Data pulled from a collection
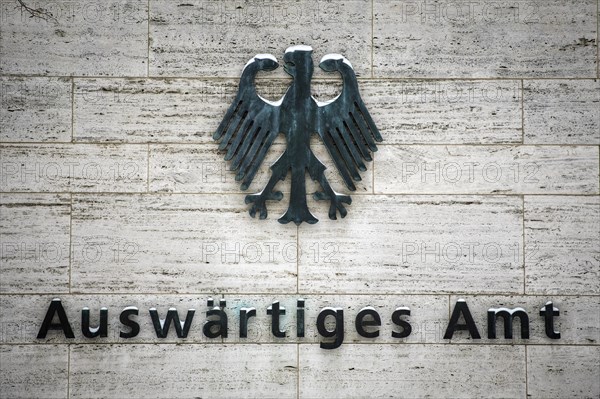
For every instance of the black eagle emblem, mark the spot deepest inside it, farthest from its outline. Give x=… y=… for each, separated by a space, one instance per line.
x=252 y=123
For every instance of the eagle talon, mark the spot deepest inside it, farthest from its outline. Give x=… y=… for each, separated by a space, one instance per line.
x=336 y=201
x=259 y=202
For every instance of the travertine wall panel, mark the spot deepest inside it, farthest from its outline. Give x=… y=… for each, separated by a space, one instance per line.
x=485 y=39
x=35 y=109
x=113 y=194
x=75 y=37
x=473 y=246
x=34 y=371
x=187 y=371
x=34 y=243
x=412 y=371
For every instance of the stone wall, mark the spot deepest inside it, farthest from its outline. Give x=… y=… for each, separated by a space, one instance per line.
x=113 y=194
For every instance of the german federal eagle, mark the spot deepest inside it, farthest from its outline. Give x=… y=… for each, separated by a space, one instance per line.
x=252 y=123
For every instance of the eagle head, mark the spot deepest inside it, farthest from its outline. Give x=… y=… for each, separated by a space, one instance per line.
x=298 y=59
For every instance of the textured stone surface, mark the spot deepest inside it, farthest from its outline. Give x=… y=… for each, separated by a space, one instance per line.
x=562 y=245
x=75 y=37
x=217 y=39
x=189 y=110
x=562 y=111
x=577 y=323
x=471 y=244
x=486 y=170
x=34 y=242
x=485 y=39
x=113 y=194
x=186 y=371
x=411 y=371
x=74 y=168
x=445 y=111
x=150 y=110
x=35 y=109
x=202 y=169
x=563 y=372
x=179 y=244
x=33 y=371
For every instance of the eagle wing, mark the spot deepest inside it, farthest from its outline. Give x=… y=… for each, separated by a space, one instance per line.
x=345 y=125
x=251 y=123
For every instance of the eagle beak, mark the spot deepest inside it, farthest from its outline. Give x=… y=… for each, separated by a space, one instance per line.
x=329 y=65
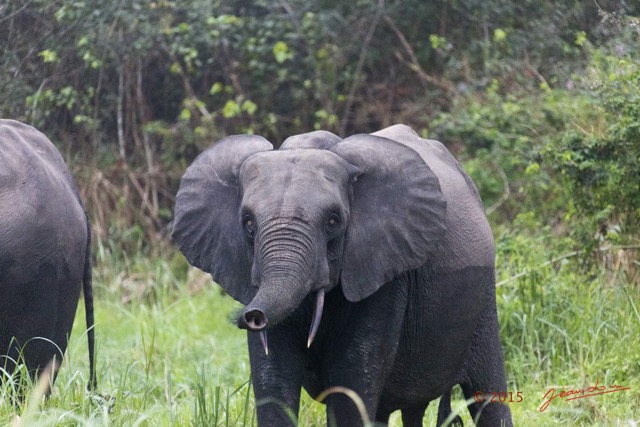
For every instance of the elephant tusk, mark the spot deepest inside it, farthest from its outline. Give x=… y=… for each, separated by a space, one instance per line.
x=317 y=315
x=265 y=344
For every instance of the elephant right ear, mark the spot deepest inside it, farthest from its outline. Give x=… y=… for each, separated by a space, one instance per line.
x=207 y=226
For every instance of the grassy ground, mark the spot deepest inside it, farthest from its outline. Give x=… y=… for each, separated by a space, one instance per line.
x=169 y=356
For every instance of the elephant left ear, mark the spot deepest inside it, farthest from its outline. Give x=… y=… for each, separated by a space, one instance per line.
x=397 y=217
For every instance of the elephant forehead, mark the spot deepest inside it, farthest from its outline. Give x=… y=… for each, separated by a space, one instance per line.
x=317 y=168
x=307 y=179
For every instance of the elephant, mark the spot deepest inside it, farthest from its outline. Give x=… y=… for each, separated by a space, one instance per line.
x=45 y=257
x=365 y=264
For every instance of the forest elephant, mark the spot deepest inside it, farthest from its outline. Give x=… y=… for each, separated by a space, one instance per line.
x=44 y=254
x=365 y=263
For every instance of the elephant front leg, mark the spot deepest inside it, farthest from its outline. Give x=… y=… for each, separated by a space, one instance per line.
x=360 y=356
x=277 y=379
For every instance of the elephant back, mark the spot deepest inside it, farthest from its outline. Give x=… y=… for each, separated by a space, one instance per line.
x=468 y=234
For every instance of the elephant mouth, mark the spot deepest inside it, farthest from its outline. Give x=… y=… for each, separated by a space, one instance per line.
x=255 y=320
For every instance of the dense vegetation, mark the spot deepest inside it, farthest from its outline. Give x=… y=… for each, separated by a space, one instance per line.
x=539 y=99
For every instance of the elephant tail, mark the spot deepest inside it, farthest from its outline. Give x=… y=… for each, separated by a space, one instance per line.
x=444 y=413
x=87 y=290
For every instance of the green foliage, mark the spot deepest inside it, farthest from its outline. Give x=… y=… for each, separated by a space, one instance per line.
x=168 y=354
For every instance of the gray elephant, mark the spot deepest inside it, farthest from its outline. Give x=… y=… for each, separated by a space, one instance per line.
x=44 y=253
x=381 y=235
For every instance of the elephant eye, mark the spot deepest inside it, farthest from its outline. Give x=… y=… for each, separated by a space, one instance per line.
x=332 y=223
x=249 y=227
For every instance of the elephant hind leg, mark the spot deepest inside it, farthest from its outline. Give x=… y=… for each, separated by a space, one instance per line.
x=485 y=375
x=412 y=417
x=444 y=411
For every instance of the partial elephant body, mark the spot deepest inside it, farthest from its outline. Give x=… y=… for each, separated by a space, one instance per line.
x=44 y=251
x=388 y=232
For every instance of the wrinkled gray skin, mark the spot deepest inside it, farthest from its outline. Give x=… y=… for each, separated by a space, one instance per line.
x=391 y=229
x=44 y=252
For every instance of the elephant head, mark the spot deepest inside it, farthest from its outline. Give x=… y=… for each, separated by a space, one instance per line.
x=273 y=226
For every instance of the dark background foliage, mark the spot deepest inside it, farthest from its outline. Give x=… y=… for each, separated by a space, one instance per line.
x=540 y=99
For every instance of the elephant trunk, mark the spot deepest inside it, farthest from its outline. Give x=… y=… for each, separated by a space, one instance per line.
x=283 y=261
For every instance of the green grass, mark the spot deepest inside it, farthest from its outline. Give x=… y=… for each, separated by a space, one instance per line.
x=168 y=354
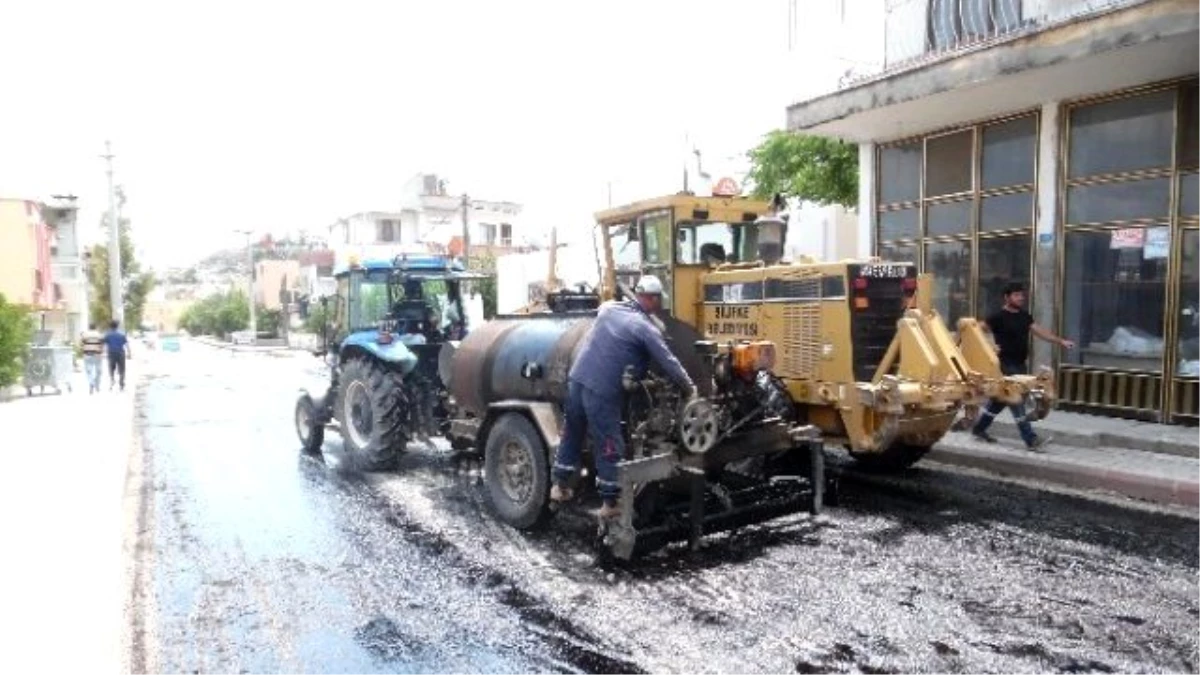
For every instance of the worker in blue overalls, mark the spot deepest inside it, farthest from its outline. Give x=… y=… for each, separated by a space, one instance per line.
x=623 y=335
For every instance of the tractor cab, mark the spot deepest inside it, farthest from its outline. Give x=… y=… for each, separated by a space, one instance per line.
x=412 y=299
x=679 y=239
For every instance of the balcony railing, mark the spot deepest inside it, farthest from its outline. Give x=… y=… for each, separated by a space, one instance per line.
x=921 y=31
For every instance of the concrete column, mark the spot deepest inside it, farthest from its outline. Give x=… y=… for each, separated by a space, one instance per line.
x=867 y=207
x=1047 y=231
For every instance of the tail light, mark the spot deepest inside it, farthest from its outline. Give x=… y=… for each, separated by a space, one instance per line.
x=753 y=357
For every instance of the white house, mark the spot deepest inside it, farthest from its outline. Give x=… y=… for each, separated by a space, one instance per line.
x=426 y=214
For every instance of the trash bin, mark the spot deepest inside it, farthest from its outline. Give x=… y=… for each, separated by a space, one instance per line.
x=48 y=365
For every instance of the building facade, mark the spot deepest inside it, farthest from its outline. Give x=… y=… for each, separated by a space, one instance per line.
x=69 y=261
x=1054 y=142
x=27 y=273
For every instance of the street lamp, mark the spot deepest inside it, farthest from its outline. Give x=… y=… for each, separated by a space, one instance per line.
x=250 y=257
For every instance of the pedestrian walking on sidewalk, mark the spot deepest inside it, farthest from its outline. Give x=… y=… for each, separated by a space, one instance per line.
x=1011 y=327
x=91 y=342
x=118 y=352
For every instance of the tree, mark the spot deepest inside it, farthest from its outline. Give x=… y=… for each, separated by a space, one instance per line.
x=16 y=332
x=136 y=284
x=318 y=316
x=486 y=287
x=807 y=167
x=217 y=315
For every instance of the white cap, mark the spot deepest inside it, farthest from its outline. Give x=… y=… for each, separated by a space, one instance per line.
x=648 y=285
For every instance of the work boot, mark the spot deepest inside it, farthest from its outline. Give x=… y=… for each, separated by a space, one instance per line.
x=1038 y=443
x=561 y=494
x=984 y=436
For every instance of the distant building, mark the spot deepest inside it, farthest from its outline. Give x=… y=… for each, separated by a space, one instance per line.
x=317 y=274
x=67 y=260
x=427 y=215
x=276 y=282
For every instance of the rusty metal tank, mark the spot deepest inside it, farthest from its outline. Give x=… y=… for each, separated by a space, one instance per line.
x=528 y=358
x=522 y=357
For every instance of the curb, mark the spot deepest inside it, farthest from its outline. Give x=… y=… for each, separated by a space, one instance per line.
x=1071 y=473
x=1150 y=440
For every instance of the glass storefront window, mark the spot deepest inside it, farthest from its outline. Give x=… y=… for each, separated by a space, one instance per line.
x=899 y=225
x=953 y=217
x=1006 y=211
x=898 y=252
x=1116 y=202
x=1009 y=151
x=900 y=173
x=1125 y=135
x=1189 y=127
x=949 y=262
x=1188 y=350
x=1189 y=195
x=1115 y=298
x=948 y=160
x=1002 y=260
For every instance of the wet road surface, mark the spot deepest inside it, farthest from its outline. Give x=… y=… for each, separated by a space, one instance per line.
x=256 y=559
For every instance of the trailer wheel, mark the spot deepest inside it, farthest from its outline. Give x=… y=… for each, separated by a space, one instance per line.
x=516 y=471
x=895 y=459
x=309 y=428
x=371 y=411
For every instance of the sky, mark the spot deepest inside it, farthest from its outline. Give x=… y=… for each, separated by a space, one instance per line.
x=281 y=117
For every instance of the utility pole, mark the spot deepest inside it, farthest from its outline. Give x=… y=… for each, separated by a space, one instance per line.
x=466 y=231
x=114 y=245
x=250 y=258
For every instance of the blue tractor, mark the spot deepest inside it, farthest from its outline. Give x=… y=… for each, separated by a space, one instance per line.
x=390 y=320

## Stated task
Rewrite the data, starting with the line containing "For every instance of the dark" and going on through the line containing "x=1047 y=231", with "outline" replaced by "edge" and everything else unchanged. Leave the pictures out.

## Solution for this exercise
For every instance of the dark background foliage, mark the spot deepest inside it, farthest from its edge. Give x=… y=… for each, separated by a space, one instance per line.
x=540 y=99
For every instance of the elephant trunk, mark the spot deepest inside it, farthest from its edge. Give x=… y=… for each, separated by a space, one instance per line.
x=283 y=261
For every instance of the green grass, mark the spot deepest inside it, farthest from its edge. Give x=… y=… for each, separated by a space, one instance per line.
x=168 y=354
For every instance of the worker in blue overalls, mark the spot deepest inside it, farthest from its edge. Give x=… y=… for each, separated by a space, one instance per line.
x=623 y=335
For every instance of the tractor cab, mark the spot deepest inside it, farthest from its edge. Give x=… y=… for each, separated by a space, one instance per line.
x=412 y=299
x=679 y=239
For every instance of the balcony railing, mark the spot deepest inside it, farthest from its edge. Give x=… y=… for each, separated by a space, one instance per line.
x=921 y=31
For every instance of the concrete column, mark the spot deepest inside it, farthest from its edge. Give x=… y=… for each, separated by a space, one instance per line.
x=867 y=207
x=1047 y=231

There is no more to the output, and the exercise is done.